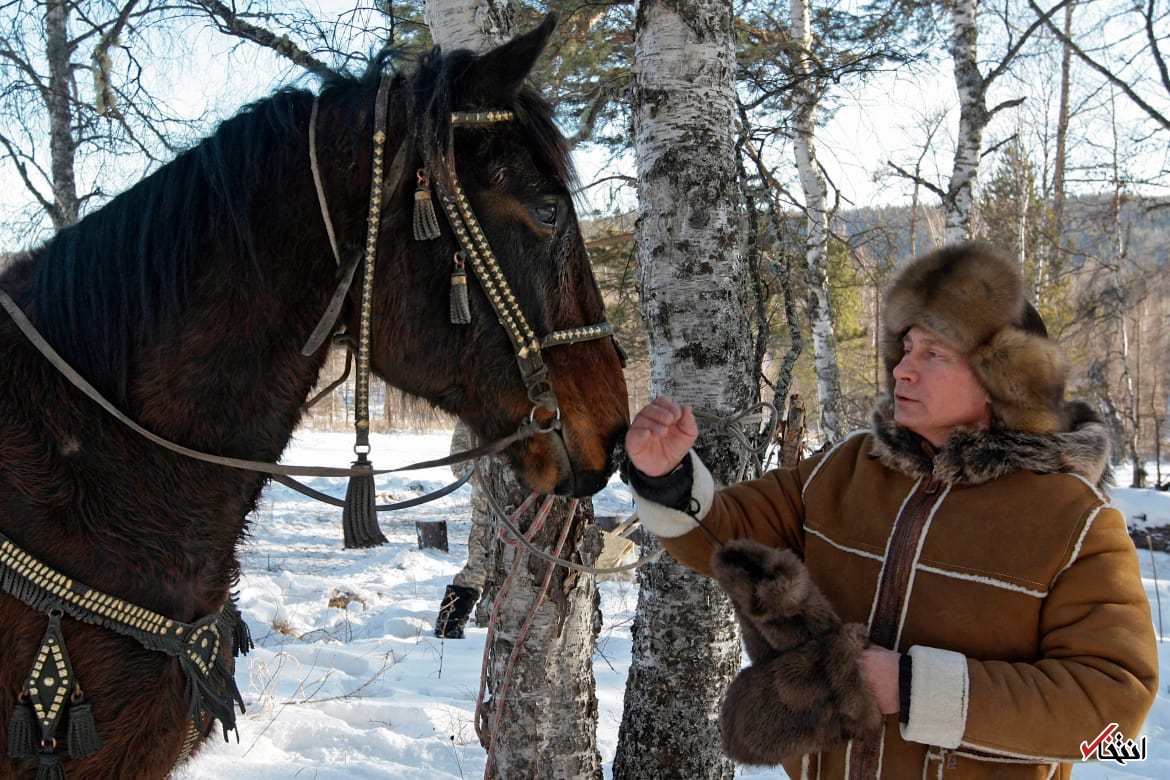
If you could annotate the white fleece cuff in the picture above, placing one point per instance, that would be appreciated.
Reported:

---

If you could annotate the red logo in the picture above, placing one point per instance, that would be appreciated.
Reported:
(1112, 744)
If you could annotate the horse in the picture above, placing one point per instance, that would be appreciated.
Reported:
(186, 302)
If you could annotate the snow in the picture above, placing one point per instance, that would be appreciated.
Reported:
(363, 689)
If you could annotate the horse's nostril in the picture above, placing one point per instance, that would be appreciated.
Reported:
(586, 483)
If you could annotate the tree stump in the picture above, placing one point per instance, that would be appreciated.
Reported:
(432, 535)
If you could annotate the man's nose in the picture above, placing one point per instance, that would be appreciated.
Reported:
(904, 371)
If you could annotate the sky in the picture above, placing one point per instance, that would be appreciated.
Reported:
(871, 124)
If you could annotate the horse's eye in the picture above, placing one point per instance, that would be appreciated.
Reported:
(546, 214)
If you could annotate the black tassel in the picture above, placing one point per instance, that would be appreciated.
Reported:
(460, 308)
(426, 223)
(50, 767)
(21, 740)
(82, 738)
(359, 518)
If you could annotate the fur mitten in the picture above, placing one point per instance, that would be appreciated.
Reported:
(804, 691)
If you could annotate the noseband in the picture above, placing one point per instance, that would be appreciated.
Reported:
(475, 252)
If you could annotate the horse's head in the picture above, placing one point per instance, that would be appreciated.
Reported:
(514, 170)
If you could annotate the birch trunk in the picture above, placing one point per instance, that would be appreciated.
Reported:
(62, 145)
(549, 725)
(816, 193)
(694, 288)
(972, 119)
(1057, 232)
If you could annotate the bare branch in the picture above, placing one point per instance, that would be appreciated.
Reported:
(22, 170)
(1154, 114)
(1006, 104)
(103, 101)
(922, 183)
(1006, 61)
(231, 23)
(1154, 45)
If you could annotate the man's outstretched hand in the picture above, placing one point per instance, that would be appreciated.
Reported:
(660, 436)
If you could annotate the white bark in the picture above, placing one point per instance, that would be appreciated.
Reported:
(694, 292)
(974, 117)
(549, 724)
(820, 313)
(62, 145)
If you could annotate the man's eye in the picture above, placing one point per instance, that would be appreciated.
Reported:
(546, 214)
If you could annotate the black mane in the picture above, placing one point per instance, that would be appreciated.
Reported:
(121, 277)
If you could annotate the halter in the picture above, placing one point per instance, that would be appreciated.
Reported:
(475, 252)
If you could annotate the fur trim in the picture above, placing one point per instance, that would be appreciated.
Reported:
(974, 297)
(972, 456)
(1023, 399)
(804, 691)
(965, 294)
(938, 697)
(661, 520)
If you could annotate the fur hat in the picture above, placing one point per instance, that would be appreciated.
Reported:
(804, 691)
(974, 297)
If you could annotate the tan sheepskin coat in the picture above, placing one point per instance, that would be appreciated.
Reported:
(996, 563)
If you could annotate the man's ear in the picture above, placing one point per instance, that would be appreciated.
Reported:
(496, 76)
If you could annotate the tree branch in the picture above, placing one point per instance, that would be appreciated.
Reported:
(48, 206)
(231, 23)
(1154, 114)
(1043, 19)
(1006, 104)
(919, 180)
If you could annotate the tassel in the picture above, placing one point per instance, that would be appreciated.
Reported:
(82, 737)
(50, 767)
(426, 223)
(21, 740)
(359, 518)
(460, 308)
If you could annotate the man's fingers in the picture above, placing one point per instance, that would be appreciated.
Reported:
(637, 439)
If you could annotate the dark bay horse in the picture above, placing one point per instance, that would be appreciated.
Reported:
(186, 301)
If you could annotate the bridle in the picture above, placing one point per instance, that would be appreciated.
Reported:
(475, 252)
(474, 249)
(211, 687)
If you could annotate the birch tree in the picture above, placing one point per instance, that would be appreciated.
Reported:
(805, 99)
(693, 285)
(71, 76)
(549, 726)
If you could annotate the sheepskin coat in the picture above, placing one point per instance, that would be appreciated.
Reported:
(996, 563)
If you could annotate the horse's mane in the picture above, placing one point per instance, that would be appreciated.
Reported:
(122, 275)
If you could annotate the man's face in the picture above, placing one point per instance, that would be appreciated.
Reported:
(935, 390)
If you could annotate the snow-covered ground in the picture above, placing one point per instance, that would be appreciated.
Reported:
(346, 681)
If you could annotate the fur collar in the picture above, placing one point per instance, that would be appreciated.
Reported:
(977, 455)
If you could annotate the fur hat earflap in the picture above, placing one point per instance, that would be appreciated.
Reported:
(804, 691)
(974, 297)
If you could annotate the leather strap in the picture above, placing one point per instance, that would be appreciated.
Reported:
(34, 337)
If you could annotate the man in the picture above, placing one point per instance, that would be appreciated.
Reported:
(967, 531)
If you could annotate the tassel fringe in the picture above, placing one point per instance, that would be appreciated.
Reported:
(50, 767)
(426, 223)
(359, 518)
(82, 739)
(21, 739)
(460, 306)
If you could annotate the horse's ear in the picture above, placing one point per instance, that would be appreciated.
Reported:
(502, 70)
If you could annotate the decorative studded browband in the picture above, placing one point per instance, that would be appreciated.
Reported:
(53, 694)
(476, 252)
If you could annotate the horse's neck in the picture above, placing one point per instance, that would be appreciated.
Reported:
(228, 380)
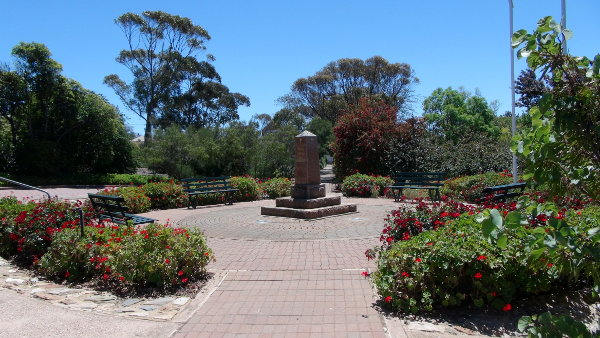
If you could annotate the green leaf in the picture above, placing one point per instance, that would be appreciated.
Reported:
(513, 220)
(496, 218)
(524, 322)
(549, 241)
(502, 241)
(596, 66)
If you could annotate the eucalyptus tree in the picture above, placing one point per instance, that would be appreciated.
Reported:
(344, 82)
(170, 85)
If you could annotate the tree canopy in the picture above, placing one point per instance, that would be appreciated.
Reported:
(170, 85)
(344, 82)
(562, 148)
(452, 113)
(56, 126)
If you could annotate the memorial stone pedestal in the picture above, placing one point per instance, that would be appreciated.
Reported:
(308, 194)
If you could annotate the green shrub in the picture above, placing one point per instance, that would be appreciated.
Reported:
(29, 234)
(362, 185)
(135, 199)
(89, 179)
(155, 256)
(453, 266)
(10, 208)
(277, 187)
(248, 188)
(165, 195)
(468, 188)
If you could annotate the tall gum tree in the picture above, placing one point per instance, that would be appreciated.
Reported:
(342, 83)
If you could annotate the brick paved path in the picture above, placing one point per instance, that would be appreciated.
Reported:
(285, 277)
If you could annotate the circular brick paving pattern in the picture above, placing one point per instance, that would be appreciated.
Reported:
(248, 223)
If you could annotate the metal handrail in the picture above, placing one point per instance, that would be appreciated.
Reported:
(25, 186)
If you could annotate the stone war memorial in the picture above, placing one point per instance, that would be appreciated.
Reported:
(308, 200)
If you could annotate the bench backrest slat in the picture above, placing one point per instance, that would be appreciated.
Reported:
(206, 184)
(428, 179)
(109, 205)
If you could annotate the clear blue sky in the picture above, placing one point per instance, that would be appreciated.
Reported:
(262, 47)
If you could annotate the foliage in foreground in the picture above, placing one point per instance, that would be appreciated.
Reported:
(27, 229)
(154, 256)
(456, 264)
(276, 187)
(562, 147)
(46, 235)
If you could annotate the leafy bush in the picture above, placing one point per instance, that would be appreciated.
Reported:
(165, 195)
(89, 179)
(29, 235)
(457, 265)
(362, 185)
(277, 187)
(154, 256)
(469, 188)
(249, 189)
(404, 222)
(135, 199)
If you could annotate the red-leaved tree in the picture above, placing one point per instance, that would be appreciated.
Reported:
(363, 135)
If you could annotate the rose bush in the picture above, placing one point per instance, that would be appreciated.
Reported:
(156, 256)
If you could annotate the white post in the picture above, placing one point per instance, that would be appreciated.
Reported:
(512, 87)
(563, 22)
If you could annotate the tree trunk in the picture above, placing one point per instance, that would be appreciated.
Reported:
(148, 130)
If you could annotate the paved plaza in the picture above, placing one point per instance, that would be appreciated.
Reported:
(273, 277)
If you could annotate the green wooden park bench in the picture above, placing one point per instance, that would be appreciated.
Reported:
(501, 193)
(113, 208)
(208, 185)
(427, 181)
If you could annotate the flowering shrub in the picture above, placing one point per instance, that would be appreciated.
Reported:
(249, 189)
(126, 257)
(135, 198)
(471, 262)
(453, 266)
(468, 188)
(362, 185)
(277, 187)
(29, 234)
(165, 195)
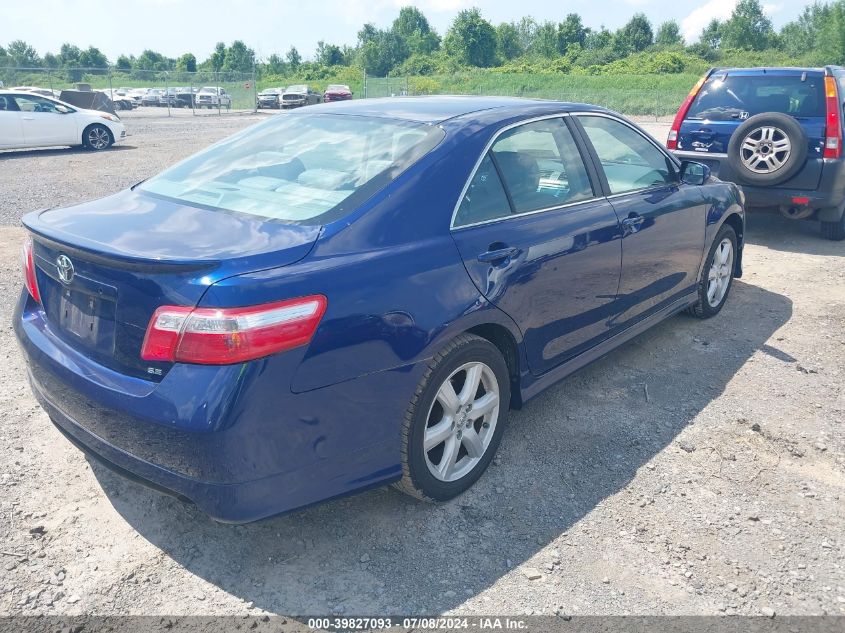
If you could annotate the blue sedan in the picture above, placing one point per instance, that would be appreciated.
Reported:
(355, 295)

● AIM OF THE EXERCISE: If a line in the entries holds the string "tassel", count it, then state the total and nothing more.

● SOLUTION TO THIS PROBLEM: 3